#### [DATASET EXCERPTS]
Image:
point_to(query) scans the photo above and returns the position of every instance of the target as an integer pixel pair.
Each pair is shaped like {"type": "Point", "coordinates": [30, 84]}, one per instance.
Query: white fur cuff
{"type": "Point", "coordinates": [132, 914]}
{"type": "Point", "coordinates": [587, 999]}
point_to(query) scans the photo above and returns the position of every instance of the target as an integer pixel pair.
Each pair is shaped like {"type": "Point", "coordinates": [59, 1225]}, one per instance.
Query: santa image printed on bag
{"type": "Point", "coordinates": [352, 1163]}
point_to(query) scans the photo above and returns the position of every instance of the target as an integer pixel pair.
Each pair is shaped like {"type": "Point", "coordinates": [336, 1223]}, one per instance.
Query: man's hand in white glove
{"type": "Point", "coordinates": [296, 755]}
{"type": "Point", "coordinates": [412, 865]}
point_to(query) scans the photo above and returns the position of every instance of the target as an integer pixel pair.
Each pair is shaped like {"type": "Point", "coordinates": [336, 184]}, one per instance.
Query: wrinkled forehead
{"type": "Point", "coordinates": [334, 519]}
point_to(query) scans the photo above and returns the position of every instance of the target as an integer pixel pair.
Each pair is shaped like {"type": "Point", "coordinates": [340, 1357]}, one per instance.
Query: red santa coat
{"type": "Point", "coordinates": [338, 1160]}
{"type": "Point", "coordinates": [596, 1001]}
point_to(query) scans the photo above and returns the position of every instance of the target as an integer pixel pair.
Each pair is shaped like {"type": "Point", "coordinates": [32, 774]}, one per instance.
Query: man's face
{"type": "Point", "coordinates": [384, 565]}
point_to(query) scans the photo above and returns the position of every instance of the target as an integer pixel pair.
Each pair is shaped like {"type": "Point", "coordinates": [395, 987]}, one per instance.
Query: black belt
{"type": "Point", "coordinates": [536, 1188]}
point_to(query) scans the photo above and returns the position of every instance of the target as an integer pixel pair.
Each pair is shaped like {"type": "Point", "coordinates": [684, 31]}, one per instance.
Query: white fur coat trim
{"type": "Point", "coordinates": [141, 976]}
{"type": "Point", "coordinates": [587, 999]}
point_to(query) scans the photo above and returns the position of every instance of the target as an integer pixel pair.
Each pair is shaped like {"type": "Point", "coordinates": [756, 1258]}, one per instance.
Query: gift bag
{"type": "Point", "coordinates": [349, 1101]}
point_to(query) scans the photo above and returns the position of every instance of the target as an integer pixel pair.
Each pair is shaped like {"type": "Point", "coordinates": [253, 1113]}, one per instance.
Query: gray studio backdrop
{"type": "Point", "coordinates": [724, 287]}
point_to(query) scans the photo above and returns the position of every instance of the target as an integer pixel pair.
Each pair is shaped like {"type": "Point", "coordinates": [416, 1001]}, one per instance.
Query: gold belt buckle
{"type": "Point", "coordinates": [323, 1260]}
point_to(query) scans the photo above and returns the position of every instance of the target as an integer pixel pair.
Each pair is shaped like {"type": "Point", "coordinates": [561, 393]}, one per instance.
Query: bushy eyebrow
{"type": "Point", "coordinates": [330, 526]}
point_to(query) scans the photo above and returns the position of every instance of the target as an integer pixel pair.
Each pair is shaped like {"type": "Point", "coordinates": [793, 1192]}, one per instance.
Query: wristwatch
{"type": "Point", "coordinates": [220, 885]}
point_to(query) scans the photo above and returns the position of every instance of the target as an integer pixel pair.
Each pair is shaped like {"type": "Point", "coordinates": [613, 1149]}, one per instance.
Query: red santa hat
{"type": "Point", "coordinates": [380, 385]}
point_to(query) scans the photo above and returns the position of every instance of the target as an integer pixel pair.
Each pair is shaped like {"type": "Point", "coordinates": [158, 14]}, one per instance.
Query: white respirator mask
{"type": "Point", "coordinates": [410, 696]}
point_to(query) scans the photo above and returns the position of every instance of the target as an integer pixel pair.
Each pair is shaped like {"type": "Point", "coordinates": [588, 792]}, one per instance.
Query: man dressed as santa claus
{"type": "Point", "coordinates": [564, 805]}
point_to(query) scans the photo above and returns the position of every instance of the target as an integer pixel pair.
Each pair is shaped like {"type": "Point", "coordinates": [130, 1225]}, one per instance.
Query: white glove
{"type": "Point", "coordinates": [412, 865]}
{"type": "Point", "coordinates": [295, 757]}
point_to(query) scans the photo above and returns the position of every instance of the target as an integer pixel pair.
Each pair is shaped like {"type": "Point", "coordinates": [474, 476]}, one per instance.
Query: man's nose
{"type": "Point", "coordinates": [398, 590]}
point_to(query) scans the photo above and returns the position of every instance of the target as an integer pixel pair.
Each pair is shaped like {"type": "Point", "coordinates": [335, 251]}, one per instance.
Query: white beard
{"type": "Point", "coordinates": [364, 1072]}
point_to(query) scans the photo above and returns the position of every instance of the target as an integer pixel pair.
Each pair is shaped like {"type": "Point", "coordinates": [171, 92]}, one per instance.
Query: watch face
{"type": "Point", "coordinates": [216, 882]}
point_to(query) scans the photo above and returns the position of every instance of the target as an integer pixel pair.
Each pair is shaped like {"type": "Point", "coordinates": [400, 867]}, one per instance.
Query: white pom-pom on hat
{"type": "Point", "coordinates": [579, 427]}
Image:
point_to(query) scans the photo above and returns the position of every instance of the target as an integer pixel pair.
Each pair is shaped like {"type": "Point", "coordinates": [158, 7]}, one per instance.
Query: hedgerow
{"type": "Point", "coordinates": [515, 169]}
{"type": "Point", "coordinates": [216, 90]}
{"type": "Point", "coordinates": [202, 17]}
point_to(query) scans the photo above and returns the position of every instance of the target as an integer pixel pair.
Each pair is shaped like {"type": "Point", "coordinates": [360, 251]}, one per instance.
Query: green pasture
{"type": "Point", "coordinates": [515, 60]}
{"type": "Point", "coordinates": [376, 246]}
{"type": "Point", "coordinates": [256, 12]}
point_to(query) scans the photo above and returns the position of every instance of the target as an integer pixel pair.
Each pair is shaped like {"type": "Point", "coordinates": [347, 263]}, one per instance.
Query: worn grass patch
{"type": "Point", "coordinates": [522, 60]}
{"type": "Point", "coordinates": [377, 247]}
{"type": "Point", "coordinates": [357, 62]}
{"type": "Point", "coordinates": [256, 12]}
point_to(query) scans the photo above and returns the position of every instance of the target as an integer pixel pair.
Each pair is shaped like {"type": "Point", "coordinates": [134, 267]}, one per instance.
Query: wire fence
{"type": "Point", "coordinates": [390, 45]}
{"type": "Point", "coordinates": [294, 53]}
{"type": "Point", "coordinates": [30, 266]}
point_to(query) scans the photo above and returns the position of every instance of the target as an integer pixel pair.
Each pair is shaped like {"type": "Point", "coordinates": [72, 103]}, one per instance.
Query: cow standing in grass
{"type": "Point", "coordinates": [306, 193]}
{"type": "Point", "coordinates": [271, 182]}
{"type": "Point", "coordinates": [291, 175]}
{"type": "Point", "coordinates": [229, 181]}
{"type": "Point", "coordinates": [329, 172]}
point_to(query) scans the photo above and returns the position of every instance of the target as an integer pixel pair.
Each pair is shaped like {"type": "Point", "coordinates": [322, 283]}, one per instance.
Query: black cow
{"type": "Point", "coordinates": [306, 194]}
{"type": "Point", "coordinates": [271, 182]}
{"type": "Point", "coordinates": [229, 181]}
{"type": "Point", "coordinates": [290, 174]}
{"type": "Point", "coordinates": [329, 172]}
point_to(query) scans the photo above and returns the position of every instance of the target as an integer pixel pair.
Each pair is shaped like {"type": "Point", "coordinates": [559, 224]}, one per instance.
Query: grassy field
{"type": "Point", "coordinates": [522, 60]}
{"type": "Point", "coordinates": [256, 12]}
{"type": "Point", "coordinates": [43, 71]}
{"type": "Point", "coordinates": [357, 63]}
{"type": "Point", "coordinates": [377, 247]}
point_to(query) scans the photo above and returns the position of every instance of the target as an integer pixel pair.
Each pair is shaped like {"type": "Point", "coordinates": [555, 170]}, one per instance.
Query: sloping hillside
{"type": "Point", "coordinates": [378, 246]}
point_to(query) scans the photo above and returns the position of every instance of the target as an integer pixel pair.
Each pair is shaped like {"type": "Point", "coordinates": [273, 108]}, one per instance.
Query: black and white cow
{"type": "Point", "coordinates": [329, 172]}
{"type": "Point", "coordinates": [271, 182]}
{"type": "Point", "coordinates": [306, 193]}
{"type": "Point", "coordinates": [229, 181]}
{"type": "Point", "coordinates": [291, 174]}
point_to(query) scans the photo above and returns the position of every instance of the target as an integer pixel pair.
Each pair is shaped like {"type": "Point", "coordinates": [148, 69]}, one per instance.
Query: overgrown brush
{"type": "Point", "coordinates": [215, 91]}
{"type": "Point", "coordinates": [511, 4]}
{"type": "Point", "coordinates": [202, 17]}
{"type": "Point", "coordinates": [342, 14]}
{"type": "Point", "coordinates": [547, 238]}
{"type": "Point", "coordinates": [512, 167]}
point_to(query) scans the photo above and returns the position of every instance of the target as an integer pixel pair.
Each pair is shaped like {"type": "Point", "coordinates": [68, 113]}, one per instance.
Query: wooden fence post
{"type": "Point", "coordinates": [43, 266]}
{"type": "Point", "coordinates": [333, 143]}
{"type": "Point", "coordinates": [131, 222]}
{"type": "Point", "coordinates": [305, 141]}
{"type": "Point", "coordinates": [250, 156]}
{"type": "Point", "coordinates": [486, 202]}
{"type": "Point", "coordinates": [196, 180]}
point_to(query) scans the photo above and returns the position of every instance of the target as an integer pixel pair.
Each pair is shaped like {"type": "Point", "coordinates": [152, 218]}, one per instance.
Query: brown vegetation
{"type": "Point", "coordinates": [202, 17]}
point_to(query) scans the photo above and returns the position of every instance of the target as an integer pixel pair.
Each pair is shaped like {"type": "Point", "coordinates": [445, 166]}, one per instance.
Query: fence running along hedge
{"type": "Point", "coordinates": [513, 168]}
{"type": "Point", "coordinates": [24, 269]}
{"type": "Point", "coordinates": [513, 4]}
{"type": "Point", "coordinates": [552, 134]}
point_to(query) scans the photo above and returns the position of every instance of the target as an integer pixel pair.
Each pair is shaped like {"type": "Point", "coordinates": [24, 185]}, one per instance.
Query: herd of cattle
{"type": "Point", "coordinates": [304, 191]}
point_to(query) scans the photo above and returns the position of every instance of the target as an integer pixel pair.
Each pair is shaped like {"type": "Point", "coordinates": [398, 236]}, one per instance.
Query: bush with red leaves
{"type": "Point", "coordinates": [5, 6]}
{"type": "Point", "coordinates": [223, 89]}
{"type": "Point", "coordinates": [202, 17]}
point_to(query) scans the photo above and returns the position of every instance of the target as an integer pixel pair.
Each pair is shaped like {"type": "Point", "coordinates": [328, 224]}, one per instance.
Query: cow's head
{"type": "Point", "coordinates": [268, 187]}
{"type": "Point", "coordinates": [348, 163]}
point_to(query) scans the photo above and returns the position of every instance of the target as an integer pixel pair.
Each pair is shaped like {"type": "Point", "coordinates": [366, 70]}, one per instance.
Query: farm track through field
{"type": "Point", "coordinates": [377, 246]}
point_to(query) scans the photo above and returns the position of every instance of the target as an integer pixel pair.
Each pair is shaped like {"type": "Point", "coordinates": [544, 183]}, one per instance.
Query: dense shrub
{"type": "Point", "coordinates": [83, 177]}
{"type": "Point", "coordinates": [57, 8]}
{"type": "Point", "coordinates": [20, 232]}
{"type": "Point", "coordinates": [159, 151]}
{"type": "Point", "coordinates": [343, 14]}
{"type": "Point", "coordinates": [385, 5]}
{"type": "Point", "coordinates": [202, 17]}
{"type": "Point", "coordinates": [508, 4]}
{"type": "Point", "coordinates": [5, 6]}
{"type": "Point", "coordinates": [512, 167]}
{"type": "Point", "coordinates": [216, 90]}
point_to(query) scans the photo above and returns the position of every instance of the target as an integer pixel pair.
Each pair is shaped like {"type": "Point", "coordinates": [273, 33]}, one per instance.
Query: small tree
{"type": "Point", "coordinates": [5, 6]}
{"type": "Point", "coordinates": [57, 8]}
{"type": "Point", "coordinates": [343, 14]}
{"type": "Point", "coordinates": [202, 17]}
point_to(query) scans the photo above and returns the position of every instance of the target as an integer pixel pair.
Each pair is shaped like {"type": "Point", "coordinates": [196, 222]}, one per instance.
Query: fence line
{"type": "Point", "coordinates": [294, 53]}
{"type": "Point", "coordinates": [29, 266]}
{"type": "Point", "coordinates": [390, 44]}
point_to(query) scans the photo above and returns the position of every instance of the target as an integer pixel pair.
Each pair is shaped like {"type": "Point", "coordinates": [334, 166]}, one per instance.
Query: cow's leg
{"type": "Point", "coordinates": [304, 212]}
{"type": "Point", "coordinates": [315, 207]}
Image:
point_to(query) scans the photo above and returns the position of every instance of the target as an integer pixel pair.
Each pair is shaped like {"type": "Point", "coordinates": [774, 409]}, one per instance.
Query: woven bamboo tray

#### [GIVEN TASK]
Count the lines in the records above that contain the string "coat", matching case exactly. Reply with only the number.

#### [SOLUTION]
2